═════ DATA TO PROCESS

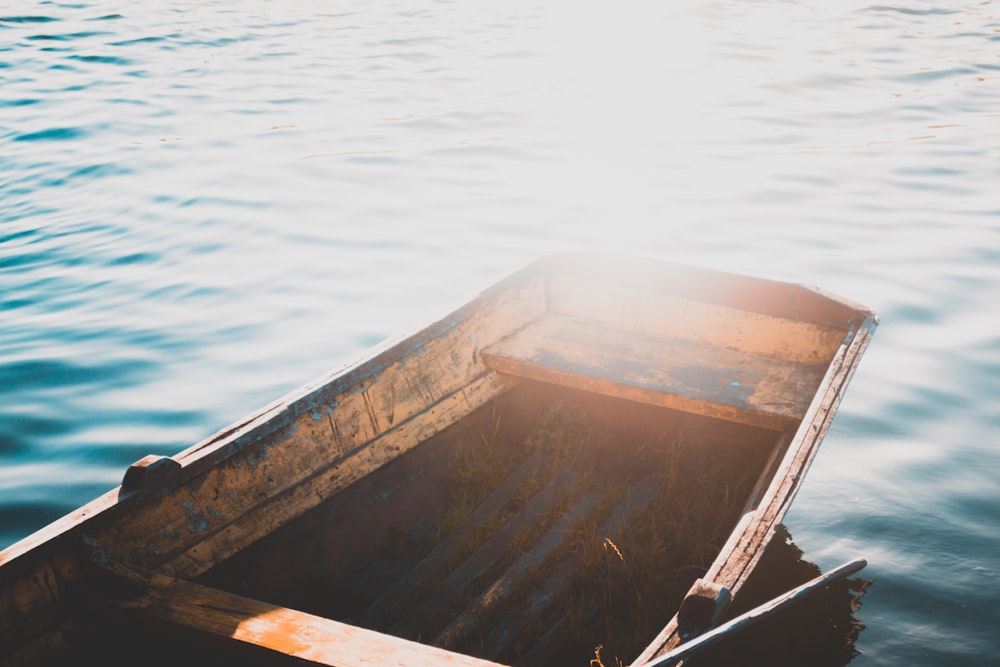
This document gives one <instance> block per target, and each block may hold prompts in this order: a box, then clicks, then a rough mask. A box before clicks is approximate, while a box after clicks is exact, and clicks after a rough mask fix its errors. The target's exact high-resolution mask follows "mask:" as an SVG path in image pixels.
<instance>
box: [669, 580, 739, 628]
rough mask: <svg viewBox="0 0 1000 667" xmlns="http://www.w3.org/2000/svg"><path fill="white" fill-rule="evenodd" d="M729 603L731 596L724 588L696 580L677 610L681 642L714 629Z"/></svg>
mask: <svg viewBox="0 0 1000 667" xmlns="http://www.w3.org/2000/svg"><path fill="white" fill-rule="evenodd" d="M731 601H732V595H731V594H730V592H729V589H728V588H726V587H725V586H723V585H721V584H717V583H715V582H712V581H705V580H704V579H698V580H696V581H695V582H694V584H693V585H692V586H691V589H690V590H689V591H688V592H687V595H685V596H684V600H683V601H682V602H681V606H680V609H678V610H677V632H678V633H679V634H680V636H681V640H685V641H686V640H688V639H690V638H691V637H697V636H698V635H700V634H701V633H703V632H705V631H706V630H708V629H709V628H711V627H714V626H715V624H716V623H718V621H719V617H720V616H722V612H724V611H725V610H726V608H727V607H728V606H729V603H730V602H731Z"/></svg>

══════════

→ **WHAT IS EXPECTED**:
Pull every line of text from the listing above without changing a character, and leave out the pictures.

→ **SOLUTION TO THE PROBLEM**:
This document gives one <instance> block per target, and each block may hold prompts in this order: a box, then clicks, then a rough mask. A box before clicks is approximate, while a box after clicks is exact, and clicks after a rough mask fix its errors. The target's exact high-resolution mask follows "mask:" as an SVG path in image pixels.
<instance>
box: [669, 580, 739, 628]
rough mask: <svg viewBox="0 0 1000 667" xmlns="http://www.w3.org/2000/svg"><path fill="white" fill-rule="evenodd" d="M729 603L731 596L724 588L696 580L677 610L681 642L714 629Z"/></svg>
mask: <svg viewBox="0 0 1000 667" xmlns="http://www.w3.org/2000/svg"><path fill="white" fill-rule="evenodd" d="M731 601H732V595H731V594H730V592H729V589H728V588H726V587H725V586H723V585H721V584H717V583H715V582H712V581H705V580H704V579H698V580H696V581H695V582H694V584H693V585H692V586H691V589H690V590H689V591H688V592H687V595H685V596H684V600H683V601H682V602H681V606H680V609H678V610H677V632H678V633H679V634H680V636H681V640H685V641H686V640H688V639H690V638H691V637H697V636H698V635H700V634H701V633H703V632H705V631H706V630H708V629H709V628H711V627H714V626H715V624H716V623H718V621H719V617H720V616H722V612H724V611H725V610H726V608H727V607H728V606H729V603H730V602H731Z"/></svg>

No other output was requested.